• [Task]: Reproduce word for word the stretch of the article on whale sharks and ship collisions from "At present, no" through "healthy ocean ecosystems.".

*** Opening of Document section ***

According to new research conducted by marine biologists from the Marine Biological Association (MBA) and the University of Southampton, lethal collisions between whale sharks and large ships are greatly underestimated and may be the cause of declining populations.
As whale sharks assemble in coastal regions to spend substantial time in surface waters, experts theorised collisions with ships could be causing substantial whale shark deaths. Previously, there was no way of monitoring this threat.
Scientists from 50 international research institutions and universities tracked both whale shark and ship movements across the globe to pinpoint areas of risk and potential collisions. Satellite-tracked data from nearly 350 whale sharks was submitted to the Global Shark Movement Project, conducted by MBA researchers.
Shark hot spots
The team recorded shark “hot spots,” which overlapped global fleets of cargo, tanker, passenger and fishing vessels, all capable of striking and killing a whale shark. It was concluded over 90 percent of whale shark movements fell under the footprint of shipping activity. Whale shark tag transmissions ended more frequently in busy shipping lanes, even when technical failures were ruled out. The team concluded transmission loss was likely due to whale sharks being struck, killed and sinking to the ocean floor.
“Incredibly, some of the tags recording depth as well as location showed whale sharks moving into shipping lanes and then sinking slowly to the seafloor hundreds of metres below, which is the ‘smoking gun’ of a lethal ship strike,” said Professor David Sims, Senior Research Fellow at the MBA and University of Southampton and founder of the Global Shark Movement Project. “It is sad to think that many deaths of these incredible animals have occurred globally due to ships, without us even knowing to take preventative measures,” he added.
At present, no international regulations exist to protect whale sharks against ship collisions. The research team hopes their findings can inform management decisions and protect whale sharks from further population declines. Growing up to 20m in length, whale sharks feed on microscopic animals called zooplankton and play a crucial role in the marine food web and healthy ocean ecosystems.
“The maritime shipping industry that allows us to source a variety of everyday products from all over the world may be causing the decline of whale sharks, which are a hugely important species in our oceans,” said Freya Womersley, doctoral researcher, from the University of Southampton. “Collectively, we need to put time and energy into developing strategies to protect this endangered species from commercial shipping now, before it is too late, so that the largest fish on Earth can withstand threats that are predicted to intensify in future, such as changing ocean climates,” she added.

*** Close of Document section ***
*** Opening of Records provided ***

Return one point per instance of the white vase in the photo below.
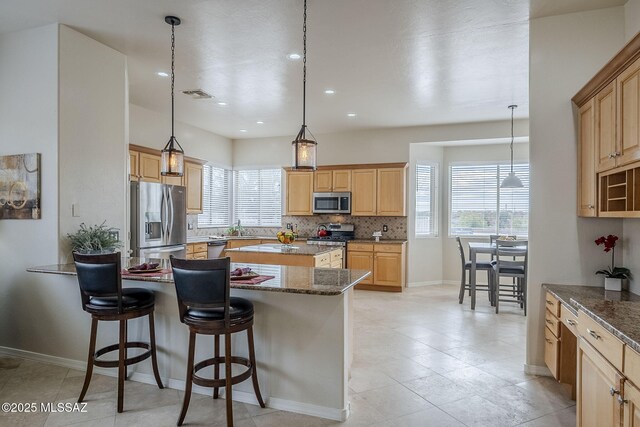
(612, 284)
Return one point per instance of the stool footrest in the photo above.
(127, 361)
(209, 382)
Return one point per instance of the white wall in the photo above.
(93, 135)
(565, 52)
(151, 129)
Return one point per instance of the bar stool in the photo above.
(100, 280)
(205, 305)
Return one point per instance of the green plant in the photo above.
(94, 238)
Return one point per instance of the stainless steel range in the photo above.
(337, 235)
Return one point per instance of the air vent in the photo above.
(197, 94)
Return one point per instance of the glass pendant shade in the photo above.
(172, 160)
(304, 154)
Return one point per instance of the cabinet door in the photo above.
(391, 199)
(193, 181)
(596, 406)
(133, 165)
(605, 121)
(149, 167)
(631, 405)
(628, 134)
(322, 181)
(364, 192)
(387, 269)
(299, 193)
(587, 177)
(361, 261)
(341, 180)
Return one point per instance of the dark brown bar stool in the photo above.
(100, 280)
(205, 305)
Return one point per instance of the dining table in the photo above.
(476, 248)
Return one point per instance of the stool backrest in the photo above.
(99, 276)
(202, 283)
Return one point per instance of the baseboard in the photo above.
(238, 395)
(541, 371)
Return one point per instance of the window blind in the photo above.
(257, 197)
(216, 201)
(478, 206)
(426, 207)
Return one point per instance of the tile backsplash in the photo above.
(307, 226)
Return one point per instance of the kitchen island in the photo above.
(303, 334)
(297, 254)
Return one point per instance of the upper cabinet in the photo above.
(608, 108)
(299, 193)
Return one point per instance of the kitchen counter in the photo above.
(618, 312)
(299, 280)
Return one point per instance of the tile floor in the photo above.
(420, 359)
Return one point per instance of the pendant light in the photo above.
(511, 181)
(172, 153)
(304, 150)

*** Close of Records provided ***

• [Response]:
At present, no international regulations exist to protect whale sharks against ship collisions. The research team hopes their findings can inform management decisions and protect whale sharks from further population declines. Growing up to 20m in length, whale sharks feed on microscopic animals called zooplankton and play a crucial role in the marine food web and healthy ocean ecosystems.